Dataset entries
++++++

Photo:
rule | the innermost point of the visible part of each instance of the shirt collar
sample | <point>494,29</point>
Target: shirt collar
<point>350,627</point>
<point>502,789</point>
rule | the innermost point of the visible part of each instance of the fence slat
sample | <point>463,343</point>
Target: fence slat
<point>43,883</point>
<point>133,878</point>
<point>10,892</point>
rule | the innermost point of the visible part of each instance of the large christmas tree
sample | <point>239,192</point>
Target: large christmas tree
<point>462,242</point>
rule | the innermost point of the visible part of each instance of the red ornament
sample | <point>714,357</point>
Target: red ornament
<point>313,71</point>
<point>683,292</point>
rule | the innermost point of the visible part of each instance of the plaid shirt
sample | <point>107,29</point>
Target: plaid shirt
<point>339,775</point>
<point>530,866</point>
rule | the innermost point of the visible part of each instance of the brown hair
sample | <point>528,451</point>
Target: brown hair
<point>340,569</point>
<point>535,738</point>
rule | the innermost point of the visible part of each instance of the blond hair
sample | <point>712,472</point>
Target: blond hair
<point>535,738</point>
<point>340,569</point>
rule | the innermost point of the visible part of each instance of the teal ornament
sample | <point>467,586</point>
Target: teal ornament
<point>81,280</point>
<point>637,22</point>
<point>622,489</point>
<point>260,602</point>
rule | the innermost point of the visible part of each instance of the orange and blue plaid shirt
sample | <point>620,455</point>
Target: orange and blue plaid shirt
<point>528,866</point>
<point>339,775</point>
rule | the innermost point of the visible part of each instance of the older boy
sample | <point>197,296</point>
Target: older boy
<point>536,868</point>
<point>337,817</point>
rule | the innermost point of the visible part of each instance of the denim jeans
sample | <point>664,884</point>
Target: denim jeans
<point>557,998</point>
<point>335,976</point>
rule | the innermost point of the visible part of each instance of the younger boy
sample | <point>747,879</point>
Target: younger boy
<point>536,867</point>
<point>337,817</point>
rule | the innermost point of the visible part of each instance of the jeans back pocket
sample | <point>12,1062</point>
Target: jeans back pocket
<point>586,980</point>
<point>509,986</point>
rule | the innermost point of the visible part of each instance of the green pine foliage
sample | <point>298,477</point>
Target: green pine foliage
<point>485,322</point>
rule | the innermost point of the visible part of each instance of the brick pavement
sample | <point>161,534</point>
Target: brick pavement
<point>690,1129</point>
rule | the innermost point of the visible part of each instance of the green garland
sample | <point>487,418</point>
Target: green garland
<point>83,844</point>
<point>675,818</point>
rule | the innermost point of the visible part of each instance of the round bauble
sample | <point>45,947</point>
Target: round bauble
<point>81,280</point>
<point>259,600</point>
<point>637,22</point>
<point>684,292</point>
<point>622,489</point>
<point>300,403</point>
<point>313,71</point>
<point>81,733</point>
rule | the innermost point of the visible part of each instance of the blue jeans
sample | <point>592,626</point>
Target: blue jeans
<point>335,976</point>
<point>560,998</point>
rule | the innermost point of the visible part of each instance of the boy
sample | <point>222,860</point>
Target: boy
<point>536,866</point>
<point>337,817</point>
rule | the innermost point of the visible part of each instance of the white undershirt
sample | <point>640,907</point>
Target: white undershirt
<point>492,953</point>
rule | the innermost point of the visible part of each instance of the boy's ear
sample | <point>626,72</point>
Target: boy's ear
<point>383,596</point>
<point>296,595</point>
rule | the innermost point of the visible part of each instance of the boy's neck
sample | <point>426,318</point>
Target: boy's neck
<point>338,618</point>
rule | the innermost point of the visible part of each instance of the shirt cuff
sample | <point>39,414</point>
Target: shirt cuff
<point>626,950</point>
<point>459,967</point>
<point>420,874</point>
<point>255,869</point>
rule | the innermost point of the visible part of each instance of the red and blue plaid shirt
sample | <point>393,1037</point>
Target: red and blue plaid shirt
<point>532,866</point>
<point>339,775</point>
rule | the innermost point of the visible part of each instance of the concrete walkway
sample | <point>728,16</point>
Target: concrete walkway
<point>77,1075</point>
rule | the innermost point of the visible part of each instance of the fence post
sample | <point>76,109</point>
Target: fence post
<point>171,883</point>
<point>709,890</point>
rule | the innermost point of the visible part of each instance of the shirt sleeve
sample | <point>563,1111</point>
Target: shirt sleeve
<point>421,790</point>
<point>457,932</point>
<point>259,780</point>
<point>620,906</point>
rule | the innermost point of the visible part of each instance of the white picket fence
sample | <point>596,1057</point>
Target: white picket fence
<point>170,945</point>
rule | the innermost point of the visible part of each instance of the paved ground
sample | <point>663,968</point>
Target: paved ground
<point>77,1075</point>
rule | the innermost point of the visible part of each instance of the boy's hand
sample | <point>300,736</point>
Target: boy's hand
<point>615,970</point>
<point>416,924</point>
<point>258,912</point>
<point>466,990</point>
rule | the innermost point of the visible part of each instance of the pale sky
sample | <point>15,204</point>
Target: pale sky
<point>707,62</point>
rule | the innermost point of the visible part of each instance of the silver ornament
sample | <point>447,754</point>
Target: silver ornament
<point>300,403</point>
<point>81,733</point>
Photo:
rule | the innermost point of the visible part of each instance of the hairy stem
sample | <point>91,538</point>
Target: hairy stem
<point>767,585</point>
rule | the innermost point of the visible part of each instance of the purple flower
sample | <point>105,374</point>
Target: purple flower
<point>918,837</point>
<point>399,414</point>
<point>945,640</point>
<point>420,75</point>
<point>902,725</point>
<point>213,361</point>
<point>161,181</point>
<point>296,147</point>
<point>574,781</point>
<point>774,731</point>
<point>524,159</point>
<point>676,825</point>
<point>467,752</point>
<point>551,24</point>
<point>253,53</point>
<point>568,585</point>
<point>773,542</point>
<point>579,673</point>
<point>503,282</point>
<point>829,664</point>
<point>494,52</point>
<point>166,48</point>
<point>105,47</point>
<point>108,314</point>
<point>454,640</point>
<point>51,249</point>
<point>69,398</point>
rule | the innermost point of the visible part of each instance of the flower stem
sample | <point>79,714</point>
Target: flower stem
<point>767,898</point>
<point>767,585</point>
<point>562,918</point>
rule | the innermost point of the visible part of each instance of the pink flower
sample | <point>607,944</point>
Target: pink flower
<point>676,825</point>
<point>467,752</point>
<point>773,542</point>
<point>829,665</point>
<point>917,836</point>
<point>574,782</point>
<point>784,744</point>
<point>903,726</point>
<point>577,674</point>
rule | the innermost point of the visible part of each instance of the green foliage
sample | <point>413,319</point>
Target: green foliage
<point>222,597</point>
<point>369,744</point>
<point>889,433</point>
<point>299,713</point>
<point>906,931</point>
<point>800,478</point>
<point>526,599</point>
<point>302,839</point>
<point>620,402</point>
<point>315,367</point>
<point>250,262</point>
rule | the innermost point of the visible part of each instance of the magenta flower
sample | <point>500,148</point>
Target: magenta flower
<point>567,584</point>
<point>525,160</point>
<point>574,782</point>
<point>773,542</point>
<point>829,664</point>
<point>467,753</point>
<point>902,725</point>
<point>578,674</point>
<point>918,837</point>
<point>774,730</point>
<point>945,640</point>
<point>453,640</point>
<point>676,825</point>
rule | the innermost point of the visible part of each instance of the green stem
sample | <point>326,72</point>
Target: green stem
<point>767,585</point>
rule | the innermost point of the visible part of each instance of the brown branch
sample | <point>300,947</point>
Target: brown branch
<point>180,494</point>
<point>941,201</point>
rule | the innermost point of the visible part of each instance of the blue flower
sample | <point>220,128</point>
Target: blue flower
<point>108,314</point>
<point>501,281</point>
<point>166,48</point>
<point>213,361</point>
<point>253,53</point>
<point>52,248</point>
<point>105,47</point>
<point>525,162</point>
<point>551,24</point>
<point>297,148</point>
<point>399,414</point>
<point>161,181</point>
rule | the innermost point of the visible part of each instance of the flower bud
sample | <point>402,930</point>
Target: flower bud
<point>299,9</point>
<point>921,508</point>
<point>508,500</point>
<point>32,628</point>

++++++

Give again exactly, and only, the lines above starting at the one with "the paved ground" and ending at the one with "sample | <point>300,736</point>".

* [Finished task]
rule | the innermost point of the visible part of each instance of the paved ground
sample | <point>663,968</point>
Target: paved ground
<point>77,1075</point>
rule | the innermost point of the visible part of each instance of the boy's hand
sample | <point>300,736</point>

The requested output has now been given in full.